THE PROBLEM:
Below are the records; repeat them in full, exactly.

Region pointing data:
· · · ·

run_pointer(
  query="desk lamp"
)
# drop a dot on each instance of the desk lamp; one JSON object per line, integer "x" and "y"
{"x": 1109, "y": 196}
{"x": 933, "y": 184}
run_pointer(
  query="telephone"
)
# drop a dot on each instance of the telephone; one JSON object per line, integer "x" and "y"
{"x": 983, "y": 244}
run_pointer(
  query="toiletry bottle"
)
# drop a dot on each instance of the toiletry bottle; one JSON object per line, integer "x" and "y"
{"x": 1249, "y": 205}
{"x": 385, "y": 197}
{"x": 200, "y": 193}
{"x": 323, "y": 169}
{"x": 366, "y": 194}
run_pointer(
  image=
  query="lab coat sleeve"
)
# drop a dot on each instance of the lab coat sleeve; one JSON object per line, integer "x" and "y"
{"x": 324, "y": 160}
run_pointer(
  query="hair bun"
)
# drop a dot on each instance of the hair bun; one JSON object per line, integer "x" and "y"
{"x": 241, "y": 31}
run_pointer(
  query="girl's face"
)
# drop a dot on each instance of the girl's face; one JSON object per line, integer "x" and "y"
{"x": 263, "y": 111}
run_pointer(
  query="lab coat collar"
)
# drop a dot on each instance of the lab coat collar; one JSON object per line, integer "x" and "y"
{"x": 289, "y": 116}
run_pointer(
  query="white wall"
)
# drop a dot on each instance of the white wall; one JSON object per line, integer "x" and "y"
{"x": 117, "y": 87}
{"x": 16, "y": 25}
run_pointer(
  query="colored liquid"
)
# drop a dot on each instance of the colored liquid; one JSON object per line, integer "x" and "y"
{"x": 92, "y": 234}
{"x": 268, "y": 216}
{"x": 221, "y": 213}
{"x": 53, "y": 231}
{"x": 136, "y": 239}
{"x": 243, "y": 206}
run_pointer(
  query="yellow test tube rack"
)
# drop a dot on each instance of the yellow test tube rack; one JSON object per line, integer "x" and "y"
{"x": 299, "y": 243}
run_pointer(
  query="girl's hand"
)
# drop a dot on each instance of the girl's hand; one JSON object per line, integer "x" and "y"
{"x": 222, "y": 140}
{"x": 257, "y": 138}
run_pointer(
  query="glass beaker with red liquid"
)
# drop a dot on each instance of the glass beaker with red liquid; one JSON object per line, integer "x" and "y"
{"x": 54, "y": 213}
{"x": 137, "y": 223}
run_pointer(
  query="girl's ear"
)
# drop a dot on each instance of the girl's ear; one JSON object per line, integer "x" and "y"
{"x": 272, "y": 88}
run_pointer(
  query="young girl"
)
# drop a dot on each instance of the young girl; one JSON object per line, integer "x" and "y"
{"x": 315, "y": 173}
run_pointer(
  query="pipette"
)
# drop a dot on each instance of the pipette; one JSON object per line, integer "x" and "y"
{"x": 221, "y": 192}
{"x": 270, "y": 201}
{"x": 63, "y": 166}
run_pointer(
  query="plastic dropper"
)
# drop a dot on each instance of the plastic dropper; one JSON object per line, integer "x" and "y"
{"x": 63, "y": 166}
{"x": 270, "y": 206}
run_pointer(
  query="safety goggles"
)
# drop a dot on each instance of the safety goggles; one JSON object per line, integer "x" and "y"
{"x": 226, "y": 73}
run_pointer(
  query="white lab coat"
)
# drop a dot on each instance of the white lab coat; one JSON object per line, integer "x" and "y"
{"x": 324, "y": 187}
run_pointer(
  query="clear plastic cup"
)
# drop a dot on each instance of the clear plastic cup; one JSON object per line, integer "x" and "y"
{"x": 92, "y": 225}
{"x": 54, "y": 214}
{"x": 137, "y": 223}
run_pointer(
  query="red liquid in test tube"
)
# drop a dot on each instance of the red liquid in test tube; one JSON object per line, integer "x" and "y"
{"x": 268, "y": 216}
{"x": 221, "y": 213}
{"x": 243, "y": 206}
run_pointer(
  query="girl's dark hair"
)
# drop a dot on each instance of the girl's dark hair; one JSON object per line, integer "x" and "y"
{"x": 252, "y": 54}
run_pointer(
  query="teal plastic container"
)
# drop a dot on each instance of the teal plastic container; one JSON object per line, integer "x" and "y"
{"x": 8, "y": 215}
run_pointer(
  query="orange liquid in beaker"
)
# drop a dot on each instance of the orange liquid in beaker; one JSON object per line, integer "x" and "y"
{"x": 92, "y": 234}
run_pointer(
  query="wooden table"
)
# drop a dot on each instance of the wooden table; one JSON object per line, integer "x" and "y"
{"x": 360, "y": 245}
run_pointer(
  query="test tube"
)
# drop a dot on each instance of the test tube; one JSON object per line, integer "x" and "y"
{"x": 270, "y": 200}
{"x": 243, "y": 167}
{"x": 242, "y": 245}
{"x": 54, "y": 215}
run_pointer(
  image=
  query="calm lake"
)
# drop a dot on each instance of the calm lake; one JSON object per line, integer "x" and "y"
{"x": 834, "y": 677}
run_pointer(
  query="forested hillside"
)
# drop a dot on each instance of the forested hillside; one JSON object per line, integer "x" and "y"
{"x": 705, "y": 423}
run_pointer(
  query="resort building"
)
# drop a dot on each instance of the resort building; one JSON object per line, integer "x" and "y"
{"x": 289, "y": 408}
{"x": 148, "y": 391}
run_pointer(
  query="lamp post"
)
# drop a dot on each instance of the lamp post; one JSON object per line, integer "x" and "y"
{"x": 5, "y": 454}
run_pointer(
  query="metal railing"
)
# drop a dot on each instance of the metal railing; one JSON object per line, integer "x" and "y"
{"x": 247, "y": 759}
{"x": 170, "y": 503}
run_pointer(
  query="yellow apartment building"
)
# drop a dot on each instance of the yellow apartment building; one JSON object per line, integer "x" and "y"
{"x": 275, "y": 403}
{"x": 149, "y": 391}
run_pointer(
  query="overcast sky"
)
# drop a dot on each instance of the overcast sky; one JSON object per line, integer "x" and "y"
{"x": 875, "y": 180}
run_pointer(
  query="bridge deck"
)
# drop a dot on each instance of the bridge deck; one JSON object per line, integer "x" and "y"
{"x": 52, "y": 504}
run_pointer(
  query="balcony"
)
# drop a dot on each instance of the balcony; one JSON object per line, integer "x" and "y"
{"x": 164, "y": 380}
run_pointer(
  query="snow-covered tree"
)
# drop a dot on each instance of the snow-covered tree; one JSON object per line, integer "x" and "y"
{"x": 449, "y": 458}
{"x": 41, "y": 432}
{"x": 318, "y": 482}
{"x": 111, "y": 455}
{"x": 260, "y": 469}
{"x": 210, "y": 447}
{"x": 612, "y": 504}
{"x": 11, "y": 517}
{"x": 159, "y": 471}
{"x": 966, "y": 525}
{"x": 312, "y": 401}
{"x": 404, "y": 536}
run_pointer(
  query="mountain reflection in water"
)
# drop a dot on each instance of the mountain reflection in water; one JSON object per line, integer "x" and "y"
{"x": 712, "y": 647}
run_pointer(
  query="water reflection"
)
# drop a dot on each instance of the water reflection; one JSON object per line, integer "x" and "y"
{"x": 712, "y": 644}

· · · ·

RESPONSE:
run_pointer(
  query="desk lamp"
)
# drop a dot on each instance of the desk lamp; one JSON object per line, integer "x" and "y"
{"x": 1109, "y": 196}
{"x": 933, "y": 184}
run_pointer(
  query="telephone"
)
# drop a dot on each instance of the telephone; one JSON object per line, integer "x" and "y"
{"x": 983, "y": 244}
run_pointer(
  query="toiletry bottle"
)
# drop a dot on each instance of the toiletry bottle; one JSON object per line, integer "x" and "y"
{"x": 1249, "y": 205}
{"x": 385, "y": 197}
{"x": 200, "y": 193}
{"x": 323, "y": 169}
{"x": 366, "y": 194}
run_pointer(
  image=
  query="lab coat sleeve"
)
# drop a dot on each instance of the lab coat sleeve; one JSON object per line, integer "x" and "y"
{"x": 324, "y": 160}
run_pointer(
  query="hair bun"
)
# drop a dot on each instance of the hair bun; one JSON object per line, integer "x" and "y"
{"x": 241, "y": 31}
run_pointer(
  query="girl's face"
)
# drop a dot on each instance of the girl's face; one JSON object per line, integer "x" and "y"
{"x": 263, "y": 111}
run_pointer(
  query="lab coat collar"
)
# drop a dot on each instance of the lab coat collar; one JSON object per line, integer "x" and "y"
{"x": 289, "y": 116}
run_pointer(
  query="white wall"
)
# drop a dot on each instance of the white wall; one JSON object per line, integer "x" and "y"
{"x": 117, "y": 87}
{"x": 16, "y": 25}
run_pointer(
  query="colored liquid"
)
# drop a dot on each instance of the colored liquid; one JSON object per line, integer "x" and "y"
{"x": 92, "y": 234}
{"x": 268, "y": 216}
{"x": 221, "y": 213}
{"x": 53, "y": 231}
{"x": 136, "y": 239}
{"x": 243, "y": 206}
run_pointer(
  query="yellow test tube rack"
)
# drop a dot on each instance of the yellow test tube rack; one JSON object per line, integer "x" and "y"
{"x": 299, "y": 243}
run_pointer(
  query="girl's hand"
)
# drop a dot on each instance of the girl's hand; one JSON object per line, integer "x" and "y"
{"x": 222, "y": 140}
{"x": 257, "y": 138}
run_pointer(
  query="glass beaker with red liquid"
)
# drop a dot on each instance of the glass beaker with red liquid; one JSON object per line, integer "x" and "y"
{"x": 54, "y": 213}
{"x": 137, "y": 223}
run_pointer(
  query="girl's ear"
)
# drop a dot on each instance of the girl's ear; one JSON object per line, integer "x" and "y"
{"x": 272, "y": 88}
run_pointer(
  query="young girl"
)
# drop a dot on each instance of the young girl; one JSON object per line, integer "x" and "y"
{"x": 315, "y": 173}
run_pointer(
  query="pipette"
)
# drop a dot on each instance of the pipette; one JSON object per line, integer "x" and "y"
{"x": 221, "y": 192}
{"x": 270, "y": 201}
{"x": 63, "y": 166}
run_pointer(
  query="plastic dropper"
)
# drop a dot on each instance of the plastic dropper; one JSON object per line, integer "x" and "y"
{"x": 63, "y": 166}
{"x": 270, "y": 206}
run_pointer(
  query="safety goggles"
)
# drop a dot on each instance of the safety goggles; one JSON object per line, integer "x" and "y"
{"x": 226, "y": 73}
run_pointer(
  query="white lab coat"
)
# drop a dot on each instance of the white lab coat; one JSON object per line, integer "x" and "y"
{"x": 324, "y": 187}
run_pointer(
  query="clear plastic cup"
)
# drop a dot on each instance of the clear plastic cup; one JSON object per line, integer "x" and "y"
{"x": 92, "y": 225}
{"x": 54, "y": 214}
{"x": 137, "y": 223}
run_pointer(
  query="red liquid in test tube"
)
# drop a dot on each instance of the red liquid in test tube; one JSON object per line, integer "x" and "y"
{"x": 268, "y": 216}
{"x": 221, "y": 213}
{"x": 243, "y": 206}
run_pointer(
  query="girl's dark hair"
)
# drop a dot on each instance of the girl's dark hair; one JSON object per line, integer "x" and "y"
{"x": 252, "y": 54}
run_pointer(
  query="teal plastic container"
)
# drop a dot on each instance of the teal plastic container; one JSON object per line, integer "x" and "y"
{"x": 8, "y": 215}
run_pointer(
  query="orange liquid in beaker"
)
# drop a dot on each instance of the orange liquid in beaker; one JSON object per line, integer "x" and "y"
{"x": 92, "y": 234}
run_pointer(
  query="wooden table"
)
# drop a dot on each instance of the wooden table; one JSON object per line, integer "x" and "y"
{"x": 360, "y": 245}
run_pointer(
  query="test tube"
)
# drop a dot on each instance of the test tube; one JSON object per line, integer "x" and "y"
{"x": 270, "y": 200}
{"x": 243, "y": 167}
{"x": 242, "y": 245}
{"x": 54, "y": 215}
run_pointer(
  image=
  query="calm lake"
)
# drop a dot on each instance of the calm lake; one JSON object per line, integer "x" and "y"
{"x": 834, "y": 677}
run_pointer(
  query="forested hillside"
)
# drop a dot on each instance of the forested hillside; one JSON object per line, integer "x" and "y"
{"x": 705, "y": 423}
run_pointer(
  query="resort building"
)
# drop a dot on each instance of the resort building; one JSON object per line, integer "x" and "y"
{"x": 289, "y": 408}
{"x": 148, "y": 391}
run_pointer(
  query="lamp post"
)
# drop a dot on each instance of the lamp post; one JSON object per line, integer "x" and "y"
{"x": 5, "y": 454}
run_pointer(
  query="metal railing"
)
# drop a dot on each instance of the metal railing; one JSON object per line, integer "x" and "y"
{"x": 247, "y": 759}
{"x": 170, "y": 503}
run_pointer(
  query="yellow apartment building"
)
# drop a dot on each instance of the yellow apartment building; one JSON object per line, integer "x" and "y"
{"x": 275, "y": 403}
{"x": 149, "y": 391}
run_pointer(
  query="overcast sky"
)
# drop a dot on each instance of the overcast sky; one JSON object per line, integer "x" and "y"
{"x": 875, "y": 180}
run_pointer(
  query="bridge deck"
)
# drop a dot on each instance of the bridge deck; one JSON object per line, integer "x" and "y"
{"x": 52, "y": 504}
run_pointer(
  query="balcony"
)
# drop a dot on each instance of the balcony; one JSON object per line, integer "x" and "y"
{"x": 164, "y": 380}
run_pointer(
  query="snow-covered tree"
)
# drop a dot on each instance of the snow-covered tree; one JSON object per line, integer "x" and "y"
{"x": 449, "y": 458}
{"x": 41, "y": 432}
{"x": 318, "y": 482}
{"x": 111, "y": 455}
{"x": 260, "y": 469}
{"x": 210, "y": 447}
{"x": 612, "y": 504}
{"x": 11, "y": 517}
{"x": 159, "y": 471}
{"x": 966, "y": 525}
{"x": 312, "y": 401}
{"x": 404, "y": 536}
run_pointer(
  query="mountain reflection in water"
)
# drop a dot on each instance of the mountain reflection in water; one JSON object per line, integer "x" and "y"
{"x": 712, "y": 647}
run_pointer(
  query="water reflection"
)
# drop a dot on each instance of the water reflection; one JSON object per line, integer "x" and "y"
{"x": 712, "y": 644}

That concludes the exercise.